Goal of the exercise >> Pull out each line in the records below that contains the word "user", and copy each of those lines in full.

-- Begin --

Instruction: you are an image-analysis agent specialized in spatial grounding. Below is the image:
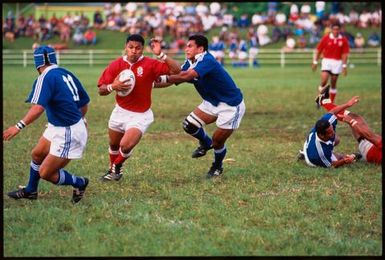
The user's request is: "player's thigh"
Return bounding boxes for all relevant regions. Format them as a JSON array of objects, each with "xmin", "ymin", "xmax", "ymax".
[
  {"xmin": 108, "ymin": 128, "xmax": 124, "ymax": 147},
  {"xmin": 31, "ymin": 136, "xmax": 51, "ymax": 164},
  {"xmin": 120, "ymin": 127, "xmax": 142, "ymax": 153},
  {"xmin": 193, "ymin": 107, "xmax": 217, "ymax": 124},
  {"xmin": 212, "ymin": 128, "xmax": 234, "ymax": 148},
  {"xmin": 39, "ymin": 154, "xmax": 71, "ymax": 180}
]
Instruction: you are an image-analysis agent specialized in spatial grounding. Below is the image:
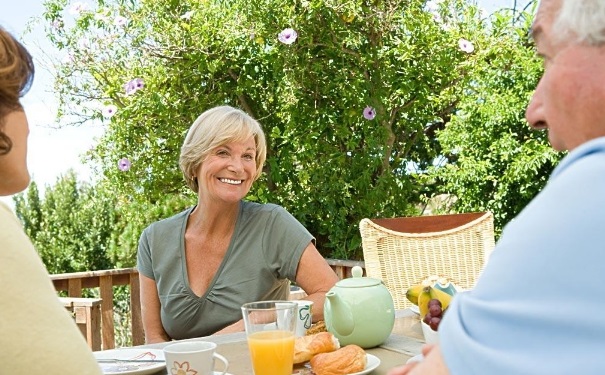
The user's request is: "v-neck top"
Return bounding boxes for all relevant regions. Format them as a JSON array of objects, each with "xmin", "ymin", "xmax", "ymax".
[{"xmin": 137, "ymin": 201, "xmax": 314, "ymax": 339}]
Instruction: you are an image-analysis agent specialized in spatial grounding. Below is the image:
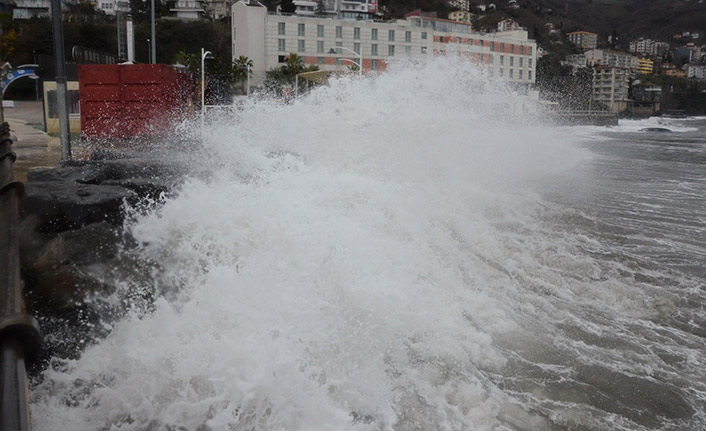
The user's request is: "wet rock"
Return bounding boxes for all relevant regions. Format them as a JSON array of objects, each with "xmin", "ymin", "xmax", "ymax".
[
  {"xmin": 21, "ymin": 181, "xmax": 138, "ymax": 233},
  {"xmin": 28, "ymin": 264, "xmax": 114, "ymax": 312}
]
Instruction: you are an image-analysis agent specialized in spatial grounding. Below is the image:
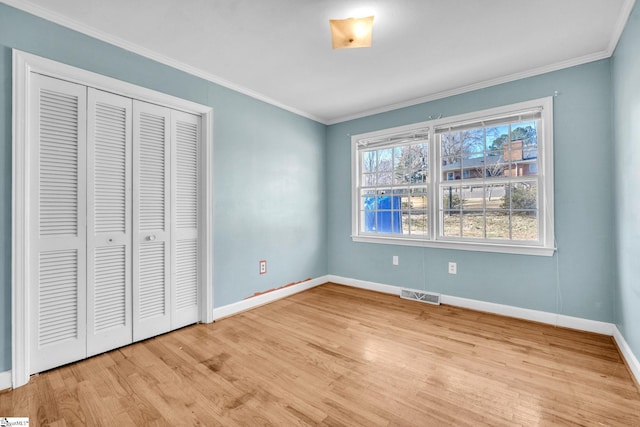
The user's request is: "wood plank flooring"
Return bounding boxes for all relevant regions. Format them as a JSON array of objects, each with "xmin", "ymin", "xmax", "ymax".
[{"xmin": 0, "ymin": 284, "xmax": 640, "ymax": 426}]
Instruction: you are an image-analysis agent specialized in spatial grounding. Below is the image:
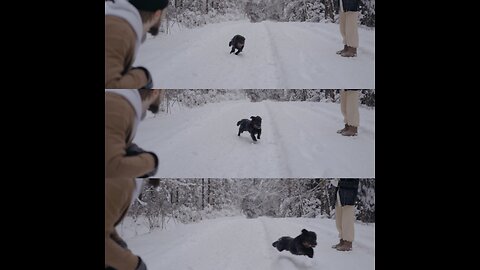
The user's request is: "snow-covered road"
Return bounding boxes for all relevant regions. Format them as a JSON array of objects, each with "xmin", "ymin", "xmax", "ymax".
[
  {"xmin": 135, "ymin": 21, "xmax": 375, "ymax": 89},
  {"xmin": 126, "ymin": 216, "xmax": 375, "ymax": 270},
  {"xmin": 134, "ymin": 100, "xmax": 375, "ymax": 178}
]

-- End --

Answer to the exercise >>
The user's request is: "player's thigh"
The user's request is: "v-neck top"
The user's request is: "wet rock"
The user's request is: "wood plank flooring"
The user's request is: "snow-covered road"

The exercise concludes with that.